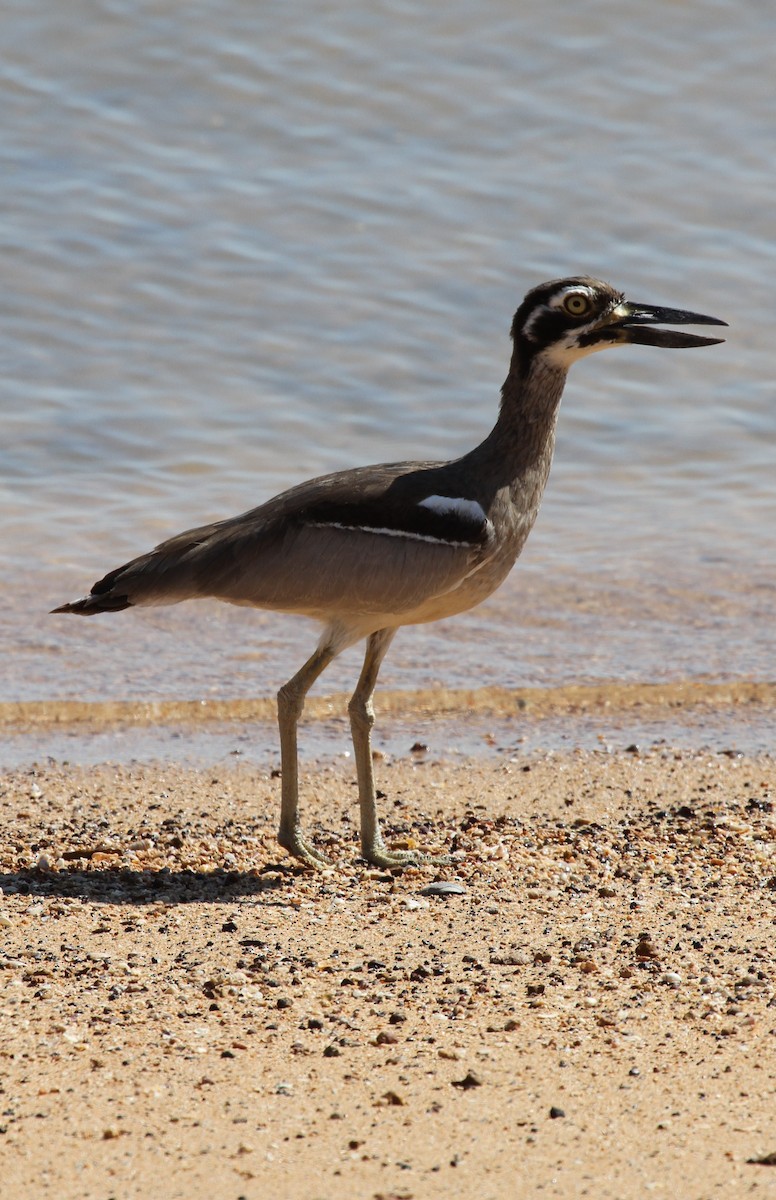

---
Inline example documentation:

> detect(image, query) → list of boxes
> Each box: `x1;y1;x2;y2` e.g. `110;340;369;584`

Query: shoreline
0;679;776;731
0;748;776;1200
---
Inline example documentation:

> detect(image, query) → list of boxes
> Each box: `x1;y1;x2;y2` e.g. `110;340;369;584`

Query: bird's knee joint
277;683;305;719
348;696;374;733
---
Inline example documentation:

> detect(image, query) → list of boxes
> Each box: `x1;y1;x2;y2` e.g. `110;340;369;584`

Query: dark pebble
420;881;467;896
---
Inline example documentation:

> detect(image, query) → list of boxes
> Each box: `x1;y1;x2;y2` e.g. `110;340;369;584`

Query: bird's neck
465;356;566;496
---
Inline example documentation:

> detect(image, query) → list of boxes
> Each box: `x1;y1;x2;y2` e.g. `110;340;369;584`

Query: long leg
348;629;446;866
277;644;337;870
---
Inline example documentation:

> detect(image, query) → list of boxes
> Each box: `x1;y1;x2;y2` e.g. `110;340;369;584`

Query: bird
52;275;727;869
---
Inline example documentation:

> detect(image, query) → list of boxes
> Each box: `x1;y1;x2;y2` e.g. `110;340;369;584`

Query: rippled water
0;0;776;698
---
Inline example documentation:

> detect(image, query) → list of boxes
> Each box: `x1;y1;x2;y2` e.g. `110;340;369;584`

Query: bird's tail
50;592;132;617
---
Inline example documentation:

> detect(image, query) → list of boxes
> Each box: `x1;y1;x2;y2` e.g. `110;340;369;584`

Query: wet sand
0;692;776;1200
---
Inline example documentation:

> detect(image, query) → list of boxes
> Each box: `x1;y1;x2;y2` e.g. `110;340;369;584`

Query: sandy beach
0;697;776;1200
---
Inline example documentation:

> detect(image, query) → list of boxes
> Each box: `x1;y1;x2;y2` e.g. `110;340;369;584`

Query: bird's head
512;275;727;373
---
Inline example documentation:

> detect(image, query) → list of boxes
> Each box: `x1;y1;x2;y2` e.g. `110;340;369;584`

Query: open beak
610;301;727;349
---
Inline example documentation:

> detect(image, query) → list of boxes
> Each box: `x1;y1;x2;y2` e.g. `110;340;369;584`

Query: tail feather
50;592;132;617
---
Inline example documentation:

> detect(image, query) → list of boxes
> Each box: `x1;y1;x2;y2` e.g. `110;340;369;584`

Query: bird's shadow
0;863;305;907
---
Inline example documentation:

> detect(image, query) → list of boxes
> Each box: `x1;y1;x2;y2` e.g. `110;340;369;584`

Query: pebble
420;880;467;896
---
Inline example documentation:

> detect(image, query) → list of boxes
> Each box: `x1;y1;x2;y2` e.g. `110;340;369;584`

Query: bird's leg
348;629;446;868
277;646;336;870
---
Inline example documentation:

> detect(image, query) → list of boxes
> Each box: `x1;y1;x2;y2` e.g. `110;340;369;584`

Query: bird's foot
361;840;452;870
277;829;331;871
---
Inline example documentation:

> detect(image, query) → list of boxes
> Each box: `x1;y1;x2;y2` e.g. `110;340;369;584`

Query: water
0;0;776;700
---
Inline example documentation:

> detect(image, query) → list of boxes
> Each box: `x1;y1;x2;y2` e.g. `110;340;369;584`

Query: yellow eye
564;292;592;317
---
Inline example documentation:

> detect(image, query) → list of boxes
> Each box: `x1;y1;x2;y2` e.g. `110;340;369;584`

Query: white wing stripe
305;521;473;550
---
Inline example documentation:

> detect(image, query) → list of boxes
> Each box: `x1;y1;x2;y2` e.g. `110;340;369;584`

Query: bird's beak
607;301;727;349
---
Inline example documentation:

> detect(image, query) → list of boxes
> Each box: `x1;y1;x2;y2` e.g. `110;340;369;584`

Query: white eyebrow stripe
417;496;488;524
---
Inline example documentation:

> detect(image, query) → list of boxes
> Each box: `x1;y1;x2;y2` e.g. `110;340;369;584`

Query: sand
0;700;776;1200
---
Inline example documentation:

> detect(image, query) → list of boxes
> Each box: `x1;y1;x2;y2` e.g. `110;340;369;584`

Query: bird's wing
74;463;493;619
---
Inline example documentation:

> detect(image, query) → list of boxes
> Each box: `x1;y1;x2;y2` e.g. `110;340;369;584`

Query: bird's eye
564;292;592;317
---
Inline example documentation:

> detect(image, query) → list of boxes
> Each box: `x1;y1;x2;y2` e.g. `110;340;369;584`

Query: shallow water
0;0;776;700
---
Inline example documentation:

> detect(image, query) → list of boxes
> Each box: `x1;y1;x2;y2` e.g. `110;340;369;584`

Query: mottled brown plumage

○ ○ ○ ○

Short exercise:
Can you reproduce the whole listing above word for word, leaving out the pictures?

Response for this exercise:
---
Inline example documentation:

> detect(image, query) → list of boxes
> Each box: `x1;y1;x2;y2` e.g. `110;340;369;584`

Query: shoreline
0;679;776;731
0;748;776;1200
---
Inline example documentation:

> detect(image, query) → list of boxes
> Each box: `x1;y1;x2;y2` e.g. `110;340;369;584`

Query: bird's knee joint
277;683;305;719
348;696;374;733
---
Inline example documentation:

> detect(image, query) → list of boxes
> Each box: `x1;y1;x2;y2` e.g. `110;340;369;584`

Query: dark pebble
420;881;467;896
---
Inline example documentation:

> detect(image, query) → list of boxes
> Each box: `x1;y1;x2;y2` e.g. `110;340;369;584`

Query: bird's neck
465;356;566;496
---
Inline example documentation:

> detect(image, query) → list of boxes
> Each box: `x1;y1;x2;y2` e.g. `110;340;369;584`

Query: long leg
348;629;446;866
277;644;337;870
---
Inline example documentation:

> detect(image, query) → list of boxes
> Each box: `x1;y1;x2;y2` e.g. `110;340;369;584`

Query: bird
52;275;727;869
---
Inline example documentation:

> detect(image, query) → list of boxes
> Each box: `x1;y1;x2;y2` e.g. `110;340;369;584`

Query: rippled water
0;0;776;698
---
Inline example documentation:

> detect(image, query) → list of boxes
> Each box: `x1;y1;x2;y2` e.g. `110;340;369;584`

Query: bird's tail
50;592;132;617
---
Inline example documentation:

> detect(image, query) → list of boxes
> Each box: `x1;y1;x2;y2` e.g. `110;340;369;584`

Query: wet sand
0;692;776;1200
---
Inline example documentation:

> detect(image, query) → list of boxes
> Each box: `x1;y1;x2;y2` e.g. `110;340;369;584`

Query: sandy beach
0;697;776;1200
---
Inline example documentation:

> detect(image, query) → list of boxes
> Each box: `x1;y1;x2;y2` e.g. `110;340;369;584`

Query: bird's head
512;275;727;373
---
Inline example documentation:

> detect(image, query) → list of boxes
> Each box: `x1;y1;x2;y2` e.g. `110;340;369;584`

Query: open beak
610;301;727;349
---
Inline example documentation:

> detect(image, query) → list of boxes
> Each box: `x1;y1;x2;y2` e.g. `110;340;369;584`

Query: tail feather
50;592;132;617
---
Inline example documentation:

> detect(image, query) → list of boxes
> Each box: `x1;y1;x2;y2` e.g. `110;340;369;584`

Query: bird's shadow
0;863;305;907
---
Inline example documentation:

> detect(image, query) → list of boxes
> Each box: `x1;y1;x2;y2` e.g. `110;340;369;584`

Query: pebble
420;880;467;896
---
Inline example documentation:

> detect(image, query) → list of boxes
> Each box: `x1;y1;x2;y2` e.g. `110;340;369;584`

Query: bird's leg
348;629;446;868
277;646;336;870
---
Inline example documentation:

> detect(image, query) → list of boxes
> Each box: `x1;y1;x2;y2` e.g. `110;340;369;584`

Query: bird's foot
361;840;452;870
277;829;331;871
---
Inline example documentation:

> detect(image, query) → list of boxes
> Each box: `x1;y1;x2;y2` e.g. `110;340;369;584`

Query: water
0;0;776;700
---
Inline example documentation:

> detect(image, query) → list of boxes
> Each box: `x1;y1;x2;y2` e.g. `110;340;369;584`

Query: yellow eye
564;292;592;317
---
Inline example documentation:

> detect(image, query) → list of boxes
> Each box: `x1;y1;x2;y2` e.g. `110;340;369;584`

Query: white wing stripe
305;521;473;550
---
Inline example documentation:

> detect(image, query) → list of boxes
> Each box: `x1;y1;x2;y2` e.g. `110;340;369;584`

Query: bird's beak
607;301;727;349
---
Inline example documentation:

> detect(image, query) → list of boxes
> Each box: `x1;y1;x2;y2` e.g. `110;340;369;584`

Query: white eyebrow stripe
417;496;488;524
---
Inline example documentation:

> detect(image, query) → list of boxes
> Each box: `x1;y1;x2;y2` e.g. `110;340;369;584`

Query: sand
0;700;776;1200
---
Inline example documentation:

> detect(image, query) → list of boxes
> Each box: `x1;y1;x2;y2` e.g. `110;340;369;584`

Query: bird's wing
74;463;493;619
---
Inline example documentation:

> detect(image, query) → list of boxes
> Each box: `x1;y1;x2;y2` e.g. `110;340;369;584`

Query: bird's eye
564;292;592;317
---
Inline example documentation:

> detect(image, query) → list of boxes
> Each box: `x1;y1;x2;y2` e.g. `110;340;369;584`

Query: shallow water
0;0;776;700
---
Inline example documentation:

> detect(image, query) → list of boxes
> Each box: `x1;y1;x2;y2` e.g. `110;340;369;584`

Query: mottled brown plumage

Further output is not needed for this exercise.